- Activity list -
A) In the article on hospice care, what does Carolla say makes hospice unique? Answer in one to three sentences.
B) Reproduce the passage of the article on hospice care between "Carolla said that" and "have fewer hospitalizations.", inclusive.
C) Answer these questions using the article on hospice care:
(i) In what year was hospice established, and by which act?
(ii) According to Carolla, what percentage of people actually die at home?
(iii) What life expectancy makes a person with a terminal illness a candidate for the hospice benefit?

But for some who know the end is near, there are decisions to be made. Perhaps, most importantly, where they will live as they approach the end of life.

“If you asked most Americans where they would want to die, most would say in their homes. Yet only 25 percent of people have that happen,” said Vickie L. Carolla, director of operations for Amedisys Home Health Care and speaker at Monongahela Valley Hospital’s recent seminar, Ethical Perspectives of Hospice and Palliative Care.

“Hospice is a benefit we need to look into at the end of life,” she said. “So many people don’t know about it.

“At the center of hospice and palliative care is the belief that each of us has the right to die pain-free and with dignity, and that our families will receive the necessary support to allow us to do so,” states The National Hospice and Palliative Care Organization.

The focus of the seminar, attended largely by health care professionals, was to clear up some misconceptions about palliative care and hospice.

The goal of hospice, which was established in 1981 by the Social Security Act and is now a Medicare benefit, is to care for people at the end of life and manage their symptoms, particularly pain. Hospice can be provided anywhere, from a personal residence to a skilled nursing facility. A person is a candidate for the benefit if he or she has a terminal illness with a life expectancy of six months or less, wants to be kept comfortable, does not want to seek aggressive treatment and has a desire to die at home.

Carolla said that hospice in unique in that it employs a multidisciplinary approach to care, including spiritual, physical, emotional and psychosocial support. In addition, certified hospice providers are required to use volunteers to perform a range of services from simply sitting and talking with patients and their families to providing bereavement support after death. In fact, hospice was started by volunteers who would simply sit and talk with patients in the end stage of life.

According to Carolla, patients who receive hospice care early live longer, have a higher quality of life and satisfaction and have fewer hospitalizations.

Natural-language region descriptions
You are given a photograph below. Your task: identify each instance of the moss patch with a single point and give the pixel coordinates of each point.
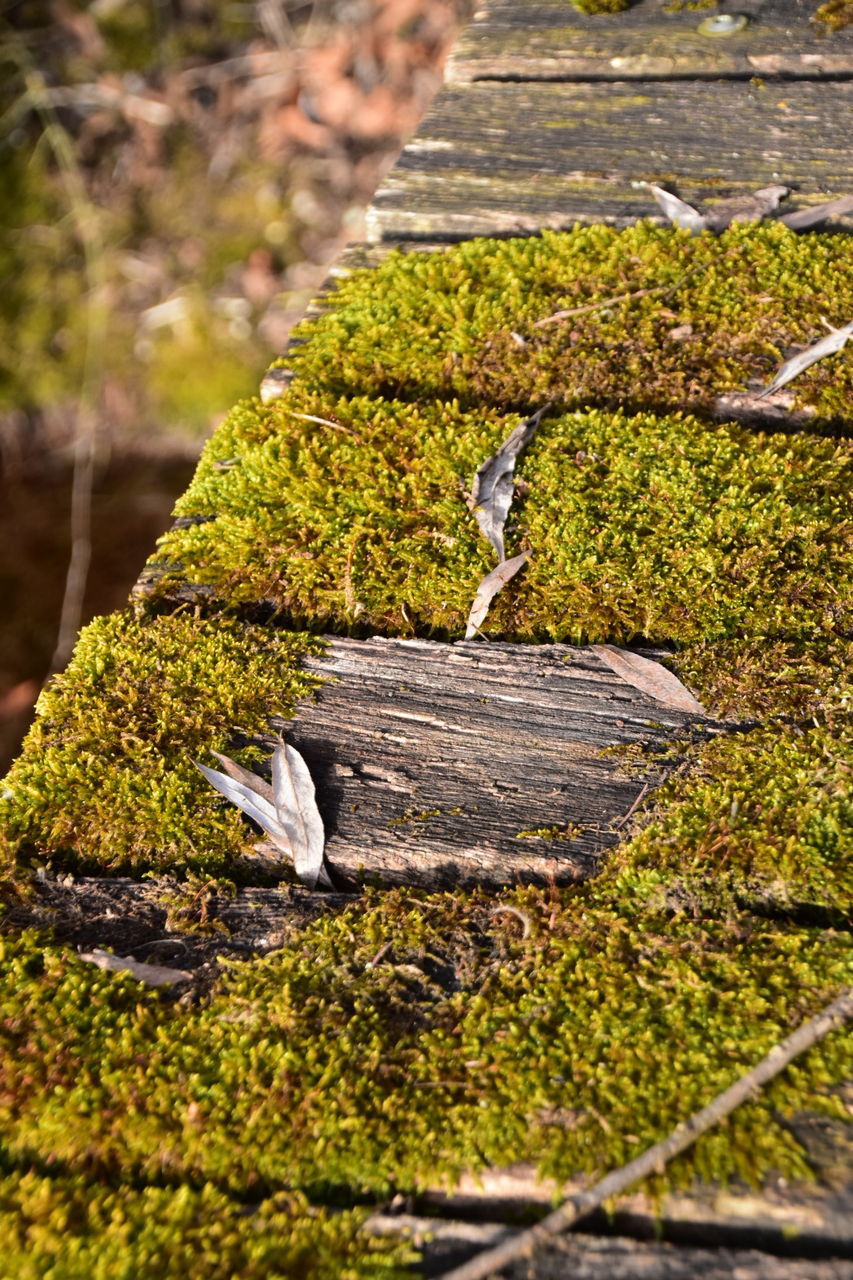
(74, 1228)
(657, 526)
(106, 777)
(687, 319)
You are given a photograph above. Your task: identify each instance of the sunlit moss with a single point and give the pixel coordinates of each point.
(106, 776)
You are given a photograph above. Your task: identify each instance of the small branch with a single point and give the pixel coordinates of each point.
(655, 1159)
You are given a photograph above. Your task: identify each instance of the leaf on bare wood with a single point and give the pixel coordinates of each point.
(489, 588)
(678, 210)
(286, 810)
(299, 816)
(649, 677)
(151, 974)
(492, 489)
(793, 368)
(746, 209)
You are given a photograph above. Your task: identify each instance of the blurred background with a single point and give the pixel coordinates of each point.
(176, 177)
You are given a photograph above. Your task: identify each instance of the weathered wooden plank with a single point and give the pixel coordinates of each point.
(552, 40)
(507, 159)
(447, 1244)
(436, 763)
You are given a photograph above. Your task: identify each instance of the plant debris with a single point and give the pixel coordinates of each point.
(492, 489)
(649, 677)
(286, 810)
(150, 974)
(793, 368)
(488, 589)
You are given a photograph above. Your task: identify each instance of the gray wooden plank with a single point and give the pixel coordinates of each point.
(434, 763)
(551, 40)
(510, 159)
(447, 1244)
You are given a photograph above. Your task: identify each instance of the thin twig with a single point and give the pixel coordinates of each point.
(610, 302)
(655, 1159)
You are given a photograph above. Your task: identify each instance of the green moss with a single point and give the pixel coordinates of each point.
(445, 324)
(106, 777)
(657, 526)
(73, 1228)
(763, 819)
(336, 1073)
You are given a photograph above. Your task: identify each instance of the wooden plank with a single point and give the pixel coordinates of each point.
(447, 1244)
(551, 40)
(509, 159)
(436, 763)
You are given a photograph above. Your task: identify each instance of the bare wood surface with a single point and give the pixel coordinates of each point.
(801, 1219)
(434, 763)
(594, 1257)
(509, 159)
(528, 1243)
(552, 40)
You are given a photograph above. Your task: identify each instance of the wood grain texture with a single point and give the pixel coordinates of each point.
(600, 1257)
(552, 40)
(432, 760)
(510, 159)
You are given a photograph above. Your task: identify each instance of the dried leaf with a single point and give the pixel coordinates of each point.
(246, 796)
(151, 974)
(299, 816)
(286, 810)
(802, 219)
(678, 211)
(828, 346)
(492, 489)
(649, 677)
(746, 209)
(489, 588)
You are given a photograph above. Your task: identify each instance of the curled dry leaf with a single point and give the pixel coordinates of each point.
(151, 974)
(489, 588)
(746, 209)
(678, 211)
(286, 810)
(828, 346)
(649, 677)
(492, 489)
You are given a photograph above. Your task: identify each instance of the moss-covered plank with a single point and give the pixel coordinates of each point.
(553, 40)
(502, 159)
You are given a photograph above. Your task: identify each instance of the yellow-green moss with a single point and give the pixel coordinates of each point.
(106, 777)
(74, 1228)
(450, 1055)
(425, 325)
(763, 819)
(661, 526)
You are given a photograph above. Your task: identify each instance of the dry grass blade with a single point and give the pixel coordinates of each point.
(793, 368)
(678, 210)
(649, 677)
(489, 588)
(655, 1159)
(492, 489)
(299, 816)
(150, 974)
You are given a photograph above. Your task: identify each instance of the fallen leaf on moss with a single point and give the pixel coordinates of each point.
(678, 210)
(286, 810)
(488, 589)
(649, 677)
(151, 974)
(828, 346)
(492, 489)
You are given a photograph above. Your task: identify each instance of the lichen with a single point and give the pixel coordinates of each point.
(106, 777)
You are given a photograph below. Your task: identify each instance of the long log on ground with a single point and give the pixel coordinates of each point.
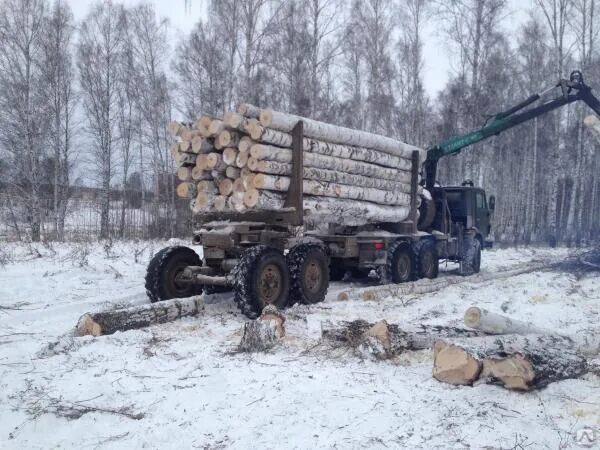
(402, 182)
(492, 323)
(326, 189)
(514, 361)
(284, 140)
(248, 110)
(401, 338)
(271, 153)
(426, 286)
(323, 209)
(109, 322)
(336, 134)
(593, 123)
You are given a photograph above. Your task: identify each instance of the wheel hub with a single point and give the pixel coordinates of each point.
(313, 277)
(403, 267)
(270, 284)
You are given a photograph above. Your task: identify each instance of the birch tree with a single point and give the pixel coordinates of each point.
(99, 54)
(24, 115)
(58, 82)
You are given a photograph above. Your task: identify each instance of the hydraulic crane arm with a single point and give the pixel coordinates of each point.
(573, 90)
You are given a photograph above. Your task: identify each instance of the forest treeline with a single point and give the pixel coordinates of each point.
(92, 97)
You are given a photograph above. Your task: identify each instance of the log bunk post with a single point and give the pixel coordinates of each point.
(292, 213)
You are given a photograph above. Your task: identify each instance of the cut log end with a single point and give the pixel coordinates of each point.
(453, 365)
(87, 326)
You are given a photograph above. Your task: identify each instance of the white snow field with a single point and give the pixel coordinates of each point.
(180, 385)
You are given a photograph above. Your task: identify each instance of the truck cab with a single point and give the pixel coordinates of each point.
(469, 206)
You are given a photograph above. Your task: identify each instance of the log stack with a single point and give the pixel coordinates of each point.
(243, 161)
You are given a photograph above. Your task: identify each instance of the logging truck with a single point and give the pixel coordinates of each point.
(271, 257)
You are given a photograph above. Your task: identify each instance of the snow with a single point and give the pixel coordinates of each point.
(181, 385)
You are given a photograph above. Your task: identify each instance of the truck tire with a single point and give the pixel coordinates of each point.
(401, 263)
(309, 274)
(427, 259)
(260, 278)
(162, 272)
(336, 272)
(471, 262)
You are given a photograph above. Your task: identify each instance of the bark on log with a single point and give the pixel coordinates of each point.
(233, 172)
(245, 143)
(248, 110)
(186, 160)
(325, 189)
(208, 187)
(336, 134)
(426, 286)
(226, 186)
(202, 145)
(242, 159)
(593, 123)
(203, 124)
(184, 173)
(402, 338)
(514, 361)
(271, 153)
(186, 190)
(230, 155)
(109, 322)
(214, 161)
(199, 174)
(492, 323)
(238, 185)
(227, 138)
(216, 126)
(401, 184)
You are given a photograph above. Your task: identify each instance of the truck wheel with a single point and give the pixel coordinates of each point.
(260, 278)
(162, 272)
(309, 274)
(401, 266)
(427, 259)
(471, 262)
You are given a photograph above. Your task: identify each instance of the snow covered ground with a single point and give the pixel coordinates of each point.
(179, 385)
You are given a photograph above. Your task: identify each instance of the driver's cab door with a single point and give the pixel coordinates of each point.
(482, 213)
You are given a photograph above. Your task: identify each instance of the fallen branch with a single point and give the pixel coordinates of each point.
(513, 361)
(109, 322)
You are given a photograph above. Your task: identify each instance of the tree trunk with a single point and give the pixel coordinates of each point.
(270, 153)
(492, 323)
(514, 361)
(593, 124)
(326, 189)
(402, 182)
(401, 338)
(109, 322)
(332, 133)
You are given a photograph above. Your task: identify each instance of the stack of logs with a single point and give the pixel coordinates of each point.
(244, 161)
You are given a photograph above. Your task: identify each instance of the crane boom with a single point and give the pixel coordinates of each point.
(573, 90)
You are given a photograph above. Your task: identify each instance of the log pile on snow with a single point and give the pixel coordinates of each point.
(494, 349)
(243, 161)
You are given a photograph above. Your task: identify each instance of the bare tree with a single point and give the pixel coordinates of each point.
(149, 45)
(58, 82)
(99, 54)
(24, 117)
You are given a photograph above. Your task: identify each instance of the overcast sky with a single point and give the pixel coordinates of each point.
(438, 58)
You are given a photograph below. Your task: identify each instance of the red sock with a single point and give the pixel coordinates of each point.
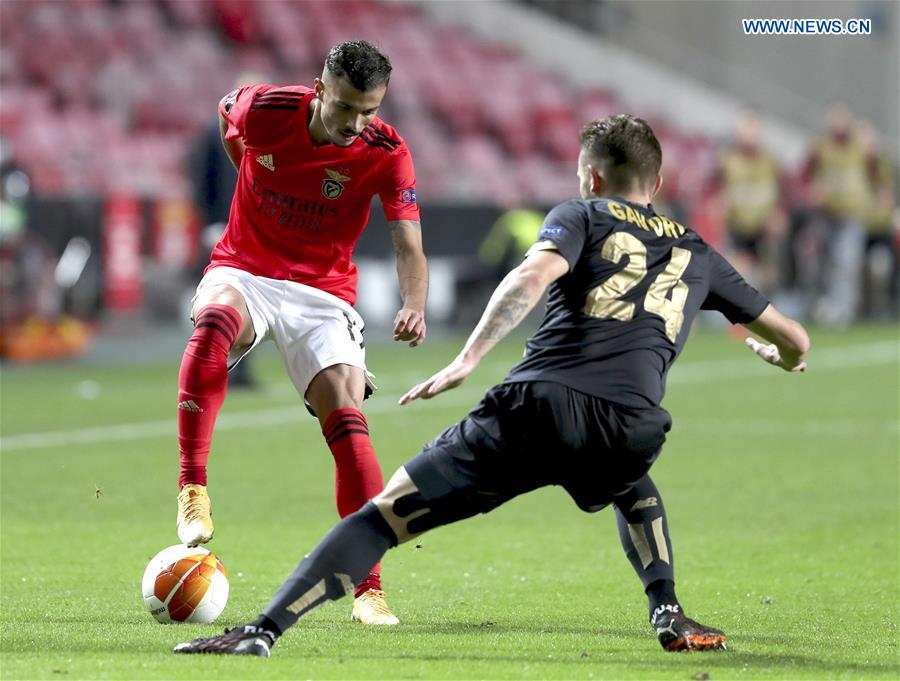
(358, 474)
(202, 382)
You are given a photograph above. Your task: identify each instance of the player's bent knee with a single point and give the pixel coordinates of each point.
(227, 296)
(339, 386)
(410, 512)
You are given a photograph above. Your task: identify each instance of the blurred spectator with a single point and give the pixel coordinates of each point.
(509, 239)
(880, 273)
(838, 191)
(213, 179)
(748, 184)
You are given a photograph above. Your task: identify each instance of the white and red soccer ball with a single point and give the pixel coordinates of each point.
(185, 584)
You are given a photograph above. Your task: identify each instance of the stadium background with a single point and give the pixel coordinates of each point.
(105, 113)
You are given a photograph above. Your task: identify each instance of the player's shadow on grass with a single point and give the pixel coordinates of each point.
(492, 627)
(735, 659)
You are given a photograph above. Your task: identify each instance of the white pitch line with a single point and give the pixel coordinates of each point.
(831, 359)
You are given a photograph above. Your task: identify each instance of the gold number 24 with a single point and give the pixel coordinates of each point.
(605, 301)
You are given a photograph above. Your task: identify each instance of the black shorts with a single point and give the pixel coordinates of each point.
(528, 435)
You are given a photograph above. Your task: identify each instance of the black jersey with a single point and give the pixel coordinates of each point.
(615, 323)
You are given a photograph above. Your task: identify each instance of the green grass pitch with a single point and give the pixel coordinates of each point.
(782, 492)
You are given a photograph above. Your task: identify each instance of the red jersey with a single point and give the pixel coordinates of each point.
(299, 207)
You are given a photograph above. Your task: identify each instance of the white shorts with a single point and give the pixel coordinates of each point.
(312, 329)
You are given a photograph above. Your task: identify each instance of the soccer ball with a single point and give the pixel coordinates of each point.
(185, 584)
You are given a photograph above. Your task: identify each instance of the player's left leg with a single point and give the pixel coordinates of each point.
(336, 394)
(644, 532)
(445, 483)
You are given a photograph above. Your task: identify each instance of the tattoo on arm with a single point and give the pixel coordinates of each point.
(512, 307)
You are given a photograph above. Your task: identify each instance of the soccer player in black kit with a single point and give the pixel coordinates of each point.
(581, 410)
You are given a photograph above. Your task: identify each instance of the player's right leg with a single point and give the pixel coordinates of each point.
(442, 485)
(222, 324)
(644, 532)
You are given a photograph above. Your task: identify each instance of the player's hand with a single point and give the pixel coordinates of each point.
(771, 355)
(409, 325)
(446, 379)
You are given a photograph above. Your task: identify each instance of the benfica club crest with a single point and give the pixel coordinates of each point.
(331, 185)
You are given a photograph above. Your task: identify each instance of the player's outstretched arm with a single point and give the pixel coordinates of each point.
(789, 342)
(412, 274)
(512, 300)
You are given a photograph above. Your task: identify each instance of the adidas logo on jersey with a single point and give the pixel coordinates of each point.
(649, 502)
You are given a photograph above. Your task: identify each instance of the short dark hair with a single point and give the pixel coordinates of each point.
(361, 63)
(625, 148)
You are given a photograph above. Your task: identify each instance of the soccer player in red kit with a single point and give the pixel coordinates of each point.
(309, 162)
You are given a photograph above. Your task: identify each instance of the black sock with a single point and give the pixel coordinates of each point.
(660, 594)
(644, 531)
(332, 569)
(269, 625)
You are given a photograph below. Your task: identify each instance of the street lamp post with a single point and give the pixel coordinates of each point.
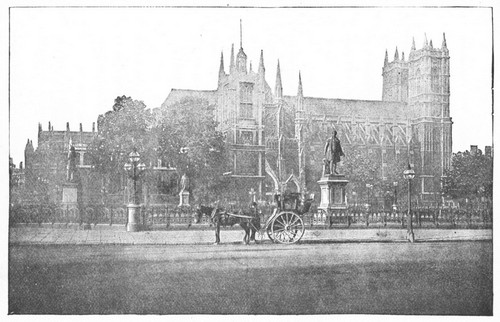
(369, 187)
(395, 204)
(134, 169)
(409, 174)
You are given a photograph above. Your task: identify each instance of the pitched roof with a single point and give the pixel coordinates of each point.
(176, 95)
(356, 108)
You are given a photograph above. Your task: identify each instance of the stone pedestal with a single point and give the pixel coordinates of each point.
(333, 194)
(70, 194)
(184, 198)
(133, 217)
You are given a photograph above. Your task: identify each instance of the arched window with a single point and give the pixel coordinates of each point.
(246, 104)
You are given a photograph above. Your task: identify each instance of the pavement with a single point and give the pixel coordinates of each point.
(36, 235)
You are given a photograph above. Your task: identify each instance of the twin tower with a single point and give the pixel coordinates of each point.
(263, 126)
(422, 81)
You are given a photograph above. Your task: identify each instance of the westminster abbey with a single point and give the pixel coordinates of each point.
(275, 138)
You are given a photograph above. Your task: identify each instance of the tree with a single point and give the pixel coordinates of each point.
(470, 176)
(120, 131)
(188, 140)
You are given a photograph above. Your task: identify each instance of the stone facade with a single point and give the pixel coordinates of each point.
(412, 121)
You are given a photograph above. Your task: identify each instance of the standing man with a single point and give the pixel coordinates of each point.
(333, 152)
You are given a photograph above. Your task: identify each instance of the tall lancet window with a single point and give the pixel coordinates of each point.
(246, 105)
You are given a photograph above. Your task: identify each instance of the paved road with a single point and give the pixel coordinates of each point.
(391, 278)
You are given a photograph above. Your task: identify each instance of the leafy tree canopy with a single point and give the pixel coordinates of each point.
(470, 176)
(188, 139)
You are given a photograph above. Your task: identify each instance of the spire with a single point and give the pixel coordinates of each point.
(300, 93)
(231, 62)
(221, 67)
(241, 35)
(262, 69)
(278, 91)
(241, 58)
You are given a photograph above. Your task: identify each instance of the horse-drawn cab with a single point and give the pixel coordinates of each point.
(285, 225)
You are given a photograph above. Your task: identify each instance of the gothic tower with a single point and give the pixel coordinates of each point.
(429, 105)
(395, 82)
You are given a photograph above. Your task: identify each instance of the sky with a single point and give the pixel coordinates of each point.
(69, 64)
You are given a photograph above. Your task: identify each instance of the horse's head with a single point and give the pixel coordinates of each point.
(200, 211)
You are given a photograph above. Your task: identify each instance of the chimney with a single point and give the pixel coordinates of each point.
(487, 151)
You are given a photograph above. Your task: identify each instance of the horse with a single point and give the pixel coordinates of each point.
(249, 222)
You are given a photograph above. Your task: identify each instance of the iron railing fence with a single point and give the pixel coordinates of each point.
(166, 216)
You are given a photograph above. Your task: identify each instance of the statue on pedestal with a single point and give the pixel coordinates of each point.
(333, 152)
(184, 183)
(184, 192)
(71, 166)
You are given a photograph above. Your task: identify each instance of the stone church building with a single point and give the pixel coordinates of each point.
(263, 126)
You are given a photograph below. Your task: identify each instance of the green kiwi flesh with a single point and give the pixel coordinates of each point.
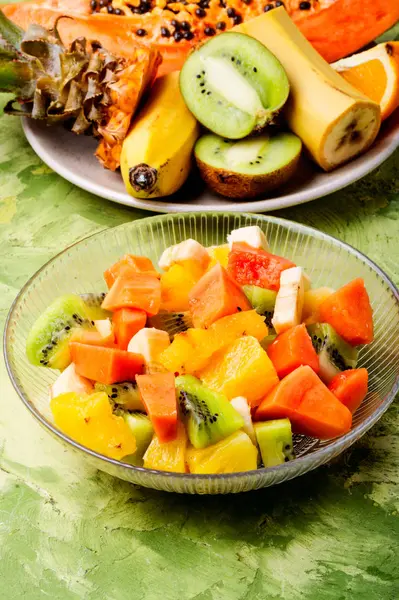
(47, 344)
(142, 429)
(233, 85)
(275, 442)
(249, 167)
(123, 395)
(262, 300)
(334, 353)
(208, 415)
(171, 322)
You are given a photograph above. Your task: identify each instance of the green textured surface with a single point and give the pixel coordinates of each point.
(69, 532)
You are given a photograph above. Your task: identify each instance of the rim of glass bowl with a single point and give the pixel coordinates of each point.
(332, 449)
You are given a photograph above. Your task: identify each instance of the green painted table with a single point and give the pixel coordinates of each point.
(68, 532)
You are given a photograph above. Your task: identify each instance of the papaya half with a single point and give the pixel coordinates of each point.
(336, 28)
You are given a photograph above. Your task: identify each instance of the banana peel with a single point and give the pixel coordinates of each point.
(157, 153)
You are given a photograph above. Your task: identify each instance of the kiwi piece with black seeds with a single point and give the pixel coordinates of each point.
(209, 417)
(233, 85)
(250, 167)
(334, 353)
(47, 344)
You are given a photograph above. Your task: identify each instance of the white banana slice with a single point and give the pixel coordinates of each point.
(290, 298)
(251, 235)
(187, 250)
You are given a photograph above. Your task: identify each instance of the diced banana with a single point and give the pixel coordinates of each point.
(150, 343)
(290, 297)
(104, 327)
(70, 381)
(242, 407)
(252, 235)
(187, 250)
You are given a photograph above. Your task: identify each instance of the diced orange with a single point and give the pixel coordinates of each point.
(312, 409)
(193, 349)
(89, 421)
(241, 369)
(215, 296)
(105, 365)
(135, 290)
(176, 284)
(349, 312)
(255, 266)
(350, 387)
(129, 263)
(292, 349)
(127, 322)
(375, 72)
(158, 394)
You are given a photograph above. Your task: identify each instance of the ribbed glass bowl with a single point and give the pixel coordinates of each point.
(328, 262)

- Solutions per task -
A) Carolla says hospice is unique because it uses a multidisciplinary approach to care. That care includes spiritual, physical, emotional and psychosocial support.

B)
Carolla said that hospice in unique in that it employs a multidisciplinary approach to care, including spiritual, physical, emotional and psychosocial support. In addition, certified hospice providers are required to use volunteers to perform a range of services from simply sitting and talking with patients and their families to providing bereavement support after death. In fact, hospice was started by volunteers who would simply sit and talk with patients in the end stage of life.

According to Carolla, patients who receive hospice care early live longer, have a higher quality of life and satisfaction and have fewer hospitalizations.

C)
(i) 1981, by the Social Security Act
(ii) 25 percent
(iii) Six months or less